Phenomenology of word by word

We take our time regarding not the sword

Not the sacrificial lamb and not the slide rule

Nor what is known: but what a baby sees…

How nice it were without the prejudice

Of biblical or philosophical stone

And having for authority our eyes

Our ears our senses rhythm of the words

Original thought expressed in living verse.

We say the night is rainy and pitch black

No word may pierce but feels wet on our skin

Cold and wet and nakedly alive

Put up our hood and duck inside the taxi

To take a ride to nowhere anywhere

And wait the leaden sun and ruddy leaves

Ears open for the railroad tracks beyond

Celestial railroad when we ought to walk

Sowing word by word a crop to reap

And share all revelation evermore.

Des Mots

The rain is coming down again, more intensely. I hear a lawn mower. Times have really changed since two years ago. I hope this band project is good and goes somewhere. I also hope Mark and I can be friends. He’s very intelligent and nice and seems to care about me even though we’ve only met once. I suppose I’m a worthy guy in spite of what my family thought. We all gave each other hell for no good reason, and when things aren’t logical I don’t stick around. The rain stopped as suddenly as it began. Just light sprinkles. … I can live with myself now even if my family could not. I consider them quite ignorant and narrow minded, maybe not worth my concern. Not even Jeff could disabuse himself of redneck family beliefs and lingo. Perhaps he was unwilling to let the others go. I felt like I had no choice but to exile myself. The language I use is peculiarly mine, a creole of formal and colloquial English. Basically it is conversational speech. Writing original thoughts is a veritable art. Socrates said something about original thought. I guess that’s what I and many other bloggers do. Those who can’t write well might have trouble formulating ideas from scratch. My mother and sister used almost nothing but stock phrases, never thinking of taking the building blocks of speech and articulating thoughts of their own. James Joyce mentions having used philosophers such as Aquinas as “lamps” for illuminating his own notions. First you learn the terms and then you can build whatever you desire.

Thinking Aloud

Ten o’clock. I just wonder if alcoholism is on a gene. Some professionals say it is. Others deny that it’s a disease. What’s really wacky to consider is how genetics and spiritual darkness and light can be connected. As if one’s spiritual path could be inherited— but with a degree of free will as well. It normally offends my reason to link schizophrenia with spiritual beliefs, because that entails praise and blame. Yet on the flip side of culpability is control, or what I call freedom of choice. Being blameworthy seems undesirable at first, but deeper thought reveals a personal agency or power that is ultimately indispensable. The word “power” also means “to be able.” You can observe the etymology in modern French “pouvoir” and Spanish “poder.” These two languages descended along different lines from each other and from English, but the family resemblance is there. Why would we have a word like “power” if it weren’t a matter of fact? What if our destinies really were in our control? Lutherans say God gave us free will. We can choose right from wrong from moment to moment. But how moral choices could influence genetic heredity, I cannot fathom, unless epigenetic “sins of the fathers” is real.

Stored data →
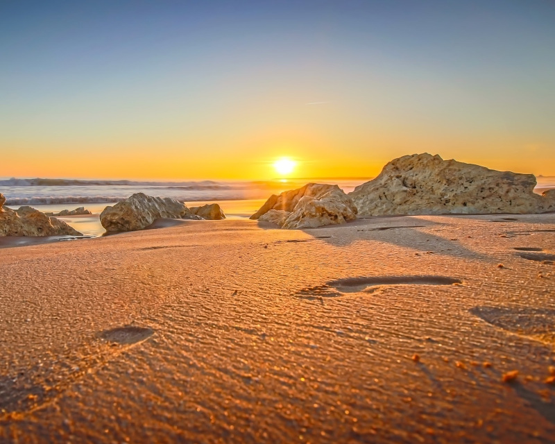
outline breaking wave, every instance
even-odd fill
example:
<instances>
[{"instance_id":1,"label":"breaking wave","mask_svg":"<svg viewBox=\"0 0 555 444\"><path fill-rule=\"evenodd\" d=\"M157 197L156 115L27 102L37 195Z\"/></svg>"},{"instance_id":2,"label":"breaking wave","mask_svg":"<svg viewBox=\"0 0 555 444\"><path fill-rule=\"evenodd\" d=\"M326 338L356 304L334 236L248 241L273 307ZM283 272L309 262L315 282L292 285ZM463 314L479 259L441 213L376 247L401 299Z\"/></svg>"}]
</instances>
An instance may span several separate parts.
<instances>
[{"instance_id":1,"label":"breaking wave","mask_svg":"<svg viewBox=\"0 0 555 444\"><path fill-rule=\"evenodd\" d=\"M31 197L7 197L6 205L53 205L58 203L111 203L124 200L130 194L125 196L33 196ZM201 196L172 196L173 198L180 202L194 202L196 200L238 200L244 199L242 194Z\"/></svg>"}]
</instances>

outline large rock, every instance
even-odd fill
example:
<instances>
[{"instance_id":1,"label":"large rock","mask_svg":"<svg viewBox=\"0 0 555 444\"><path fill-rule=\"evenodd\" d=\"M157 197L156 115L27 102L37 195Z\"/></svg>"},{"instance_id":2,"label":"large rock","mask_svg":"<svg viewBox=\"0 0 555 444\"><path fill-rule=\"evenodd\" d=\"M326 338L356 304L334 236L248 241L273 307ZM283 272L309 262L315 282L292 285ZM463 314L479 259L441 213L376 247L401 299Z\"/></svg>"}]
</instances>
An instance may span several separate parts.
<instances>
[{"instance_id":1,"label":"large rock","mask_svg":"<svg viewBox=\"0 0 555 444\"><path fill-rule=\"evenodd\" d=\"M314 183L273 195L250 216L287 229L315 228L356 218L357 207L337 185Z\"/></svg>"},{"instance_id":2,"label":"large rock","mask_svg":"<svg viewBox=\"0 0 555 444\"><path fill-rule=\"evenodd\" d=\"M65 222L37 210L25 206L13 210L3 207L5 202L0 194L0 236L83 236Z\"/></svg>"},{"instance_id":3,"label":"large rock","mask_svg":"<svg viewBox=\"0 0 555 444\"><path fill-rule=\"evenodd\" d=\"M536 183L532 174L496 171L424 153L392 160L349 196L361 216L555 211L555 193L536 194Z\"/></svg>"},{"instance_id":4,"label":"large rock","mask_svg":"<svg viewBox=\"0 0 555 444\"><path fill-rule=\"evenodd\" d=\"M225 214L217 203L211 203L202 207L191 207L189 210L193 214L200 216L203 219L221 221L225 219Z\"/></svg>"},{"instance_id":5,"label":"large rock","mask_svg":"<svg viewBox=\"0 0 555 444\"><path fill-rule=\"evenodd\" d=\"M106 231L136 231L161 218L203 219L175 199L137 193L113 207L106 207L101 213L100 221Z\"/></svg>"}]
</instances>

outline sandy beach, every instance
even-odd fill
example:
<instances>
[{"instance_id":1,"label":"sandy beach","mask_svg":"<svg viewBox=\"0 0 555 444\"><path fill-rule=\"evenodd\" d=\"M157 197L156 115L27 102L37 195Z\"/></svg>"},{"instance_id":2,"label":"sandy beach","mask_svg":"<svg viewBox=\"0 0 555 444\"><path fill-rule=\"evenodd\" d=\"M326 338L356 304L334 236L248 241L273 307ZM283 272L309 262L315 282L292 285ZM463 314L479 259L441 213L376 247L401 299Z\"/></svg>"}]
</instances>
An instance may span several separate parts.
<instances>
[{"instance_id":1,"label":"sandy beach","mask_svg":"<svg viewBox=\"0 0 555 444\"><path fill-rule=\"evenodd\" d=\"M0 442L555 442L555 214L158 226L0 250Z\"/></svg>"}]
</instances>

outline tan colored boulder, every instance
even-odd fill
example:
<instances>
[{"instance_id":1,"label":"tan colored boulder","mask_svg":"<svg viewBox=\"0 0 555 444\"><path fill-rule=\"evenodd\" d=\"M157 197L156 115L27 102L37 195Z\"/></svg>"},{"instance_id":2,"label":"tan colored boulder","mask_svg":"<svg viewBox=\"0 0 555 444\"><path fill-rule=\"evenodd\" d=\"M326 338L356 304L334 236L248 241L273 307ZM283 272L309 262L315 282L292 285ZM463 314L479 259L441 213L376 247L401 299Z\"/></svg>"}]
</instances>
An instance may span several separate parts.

Activity →
According to the text excerpt, which words in which two modern languages show the etymology of "power"?

Response →
French "pouvoir" and Spanish "poder."